[Required action] Only the last stretch of the records is wanted: restate word for word the line with "Mark one point on each instance of the dog's collar" and every line after it.

══ Excerpted records

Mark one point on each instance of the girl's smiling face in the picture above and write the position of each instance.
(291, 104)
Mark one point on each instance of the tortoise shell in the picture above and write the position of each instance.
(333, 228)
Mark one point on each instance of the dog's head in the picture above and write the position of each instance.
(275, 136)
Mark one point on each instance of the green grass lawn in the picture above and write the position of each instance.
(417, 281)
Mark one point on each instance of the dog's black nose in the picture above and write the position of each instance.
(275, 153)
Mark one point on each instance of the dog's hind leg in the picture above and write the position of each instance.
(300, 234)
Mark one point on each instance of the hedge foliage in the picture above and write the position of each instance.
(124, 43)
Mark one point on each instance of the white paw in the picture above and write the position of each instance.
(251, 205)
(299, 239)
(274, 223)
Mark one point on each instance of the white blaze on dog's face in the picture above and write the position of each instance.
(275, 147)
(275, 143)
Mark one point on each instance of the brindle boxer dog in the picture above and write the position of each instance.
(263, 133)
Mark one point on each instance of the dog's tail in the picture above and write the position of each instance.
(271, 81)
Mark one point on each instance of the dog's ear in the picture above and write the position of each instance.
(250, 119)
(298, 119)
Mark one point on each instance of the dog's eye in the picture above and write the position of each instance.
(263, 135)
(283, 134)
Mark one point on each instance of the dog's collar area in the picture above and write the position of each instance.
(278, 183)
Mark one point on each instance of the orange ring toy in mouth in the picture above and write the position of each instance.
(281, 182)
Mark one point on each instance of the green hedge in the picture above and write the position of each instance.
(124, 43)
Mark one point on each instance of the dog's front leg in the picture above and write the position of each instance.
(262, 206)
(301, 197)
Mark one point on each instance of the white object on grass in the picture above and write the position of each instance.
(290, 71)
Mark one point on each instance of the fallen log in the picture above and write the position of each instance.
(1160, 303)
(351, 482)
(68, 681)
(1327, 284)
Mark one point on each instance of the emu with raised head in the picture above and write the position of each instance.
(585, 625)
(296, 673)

════

[Answer to this problem]
Mark one point on each instance of the dog's collar area in the picture above and write the position of each instance.
(278, 183)
Mark one point on each instance of the orange ring toy in mouth in the picture above and write the position of each instance.
(281, 182)
Mark one point on each instance of the green hedge in the picture above and write the position of each instance.
(124, 43)
Mark one point on each instance of the dog's front leg in the picture above and write the position of each instance.
(262, 206)
(301, 197)
Mark one point on each instance of the white object on grass in the picture above and write the position of each instance.
(290, 71)
Mark one point on each instance of the fallen log in the picture above and write the position of each instance.
(1160, 303)
(351, 482)
(68, 681)
(1327, 284)
Mark one point on each instance of the emu with raised head in the picture above and write the position of each instance.
(585, 625)
(296, 673)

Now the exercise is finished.